BEGIN GIVEN ENTRIES
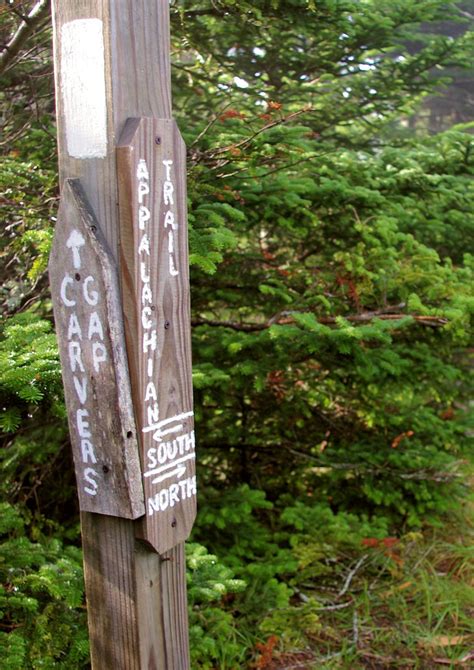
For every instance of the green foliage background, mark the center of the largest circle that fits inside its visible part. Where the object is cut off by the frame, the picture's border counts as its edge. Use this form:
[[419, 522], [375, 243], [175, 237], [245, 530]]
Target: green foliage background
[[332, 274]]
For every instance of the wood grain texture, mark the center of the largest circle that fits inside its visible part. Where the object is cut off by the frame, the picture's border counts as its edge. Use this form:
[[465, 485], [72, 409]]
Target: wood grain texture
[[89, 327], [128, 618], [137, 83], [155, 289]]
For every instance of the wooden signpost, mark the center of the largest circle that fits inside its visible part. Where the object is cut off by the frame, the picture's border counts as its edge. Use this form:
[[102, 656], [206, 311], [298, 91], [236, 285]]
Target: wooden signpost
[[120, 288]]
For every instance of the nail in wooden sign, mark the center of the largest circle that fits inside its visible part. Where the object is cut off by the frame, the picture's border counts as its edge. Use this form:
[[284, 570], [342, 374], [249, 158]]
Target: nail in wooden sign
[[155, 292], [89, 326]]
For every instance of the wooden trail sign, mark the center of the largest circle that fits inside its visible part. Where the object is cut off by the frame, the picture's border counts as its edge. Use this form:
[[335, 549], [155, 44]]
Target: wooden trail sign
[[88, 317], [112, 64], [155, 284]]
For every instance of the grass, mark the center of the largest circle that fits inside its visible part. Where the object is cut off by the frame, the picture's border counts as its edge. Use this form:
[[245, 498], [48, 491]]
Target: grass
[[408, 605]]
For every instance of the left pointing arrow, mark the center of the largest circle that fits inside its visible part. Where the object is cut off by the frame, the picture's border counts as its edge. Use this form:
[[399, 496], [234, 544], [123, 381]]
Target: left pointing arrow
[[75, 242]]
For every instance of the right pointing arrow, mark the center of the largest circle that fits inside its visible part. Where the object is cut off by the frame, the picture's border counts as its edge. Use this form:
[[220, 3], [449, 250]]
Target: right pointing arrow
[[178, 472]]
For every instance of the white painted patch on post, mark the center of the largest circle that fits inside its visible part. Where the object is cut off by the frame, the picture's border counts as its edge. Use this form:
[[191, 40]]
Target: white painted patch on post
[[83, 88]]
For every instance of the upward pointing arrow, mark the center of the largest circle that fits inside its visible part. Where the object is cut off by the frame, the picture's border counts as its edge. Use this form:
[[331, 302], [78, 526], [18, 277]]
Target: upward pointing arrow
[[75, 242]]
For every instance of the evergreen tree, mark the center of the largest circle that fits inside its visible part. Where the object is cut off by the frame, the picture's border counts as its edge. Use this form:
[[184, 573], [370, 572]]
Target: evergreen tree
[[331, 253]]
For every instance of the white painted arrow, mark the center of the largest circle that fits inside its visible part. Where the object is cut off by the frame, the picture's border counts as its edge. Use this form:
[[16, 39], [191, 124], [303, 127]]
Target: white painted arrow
END GIVEN ENTRIES
## EXERCISE
Rewrite the records from the line containing "For every instance of the grass, mark" through the line containing "[[408, 605]]" in full, shifting every answer coordinate up by 25.

## THE OUTPUT
For every instance of the grass, mark the center of the largest circle that fits inside its visible part. Where the object is cut off by the frame, the picture's border counts as its edge. Use this form:
[[245, 498], [48, 491]]
Target: grass
[[433, 630]]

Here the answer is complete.